A function that takes in an already existing starting location based on unsupervised clustering attempts. I.G. Kmeans or Hieriarchical cluster assignment. SillyPutty optimizes the pre-exisitng cluster assignments based on the best silhouette width score.

Usage

SillyPutty(labels, dissim, maxIter = 1000, loopSize = 15, verbose = FALSE)

Arguments

labels

A numeric vector containing pre-computed cluster labels

dissim

An object of class dist; that is, a distance matrix.

maxIter

A numneric vetor of length one; the maximum number of individual steps, each of which reclassifies only one object

loopSize

How many steps to retain in momry to test if you have entered an infinite loop while rearranging objects.

verbose

A logical vector of length one; should you output a lot of information while running?

Details

The SillyPutty function processes a pre-computed cluster assignment along with a distance metric and returns a s4 object. The cluster component is a list of the new cluster assignments based on best silhouette width score. The silhouette is a dataframe containing the silhouette width score calculated by SillyPutty. The minSw contains a positive and negative version of the minimum silhouette width score. The meanSW is a double vector that shows the average silhouette width score after applying SillyPutty to the cluster assignment.

DATASET CONTENT —
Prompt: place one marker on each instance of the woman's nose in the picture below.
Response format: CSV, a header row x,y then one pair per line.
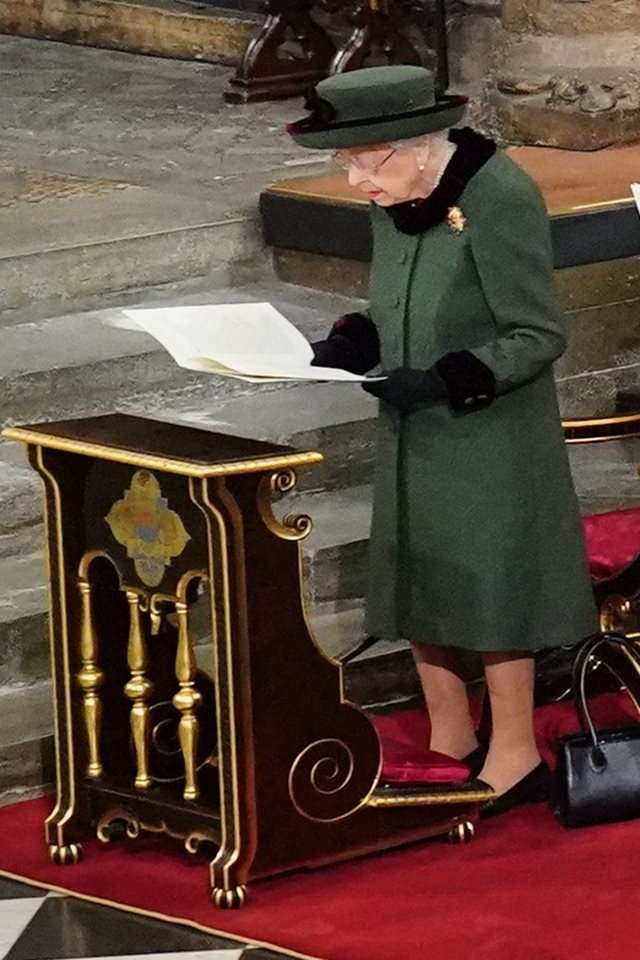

GIVEN EXERCISE 1 —
In the SillyPutty documentation, what is the default value of maxIter?
GIVEN EXERCISE 2 —
According to the SillyPutty documentation, why does the function keep a number of recent steps in memory, as set by loopSize? Answer in one to three sentences.
GIVEN EXERCISE 3 —
Resume the SillyPutty documentation, picking up right after its last sentence.

OUTPUT 1 —
1000

OUTPUT 2 —
It keeps those steps so it can check whether it has fallen into an infinite loop while moving objects between clusters.

OUTPUT 3 —
Value

The constructor function SillyPutty, returns an object of the SillyPutty class.

Slots

cluster:

A list containing the adjusted cluster assignment that had the best silhouette width.

silhouette:

A dataframe containing the silhouette width scores.

minSW:

A silhouette double vector that contains the positive and negative version of the minimum silhouette width value.

meanSW:

A double vector that contains the average silhouette width value.

Author(s)

Kevin R. Coombes [email protected], Dwayne G. Tally [email protected]

References

Pending

Examples

data(eucdist)
set.seed(12)
hc  <- hclust(eucdist, "ward.D2")
clues <- cutree(hc, k = 5)
hcSilly <- SillyPutty(clues, eucdist)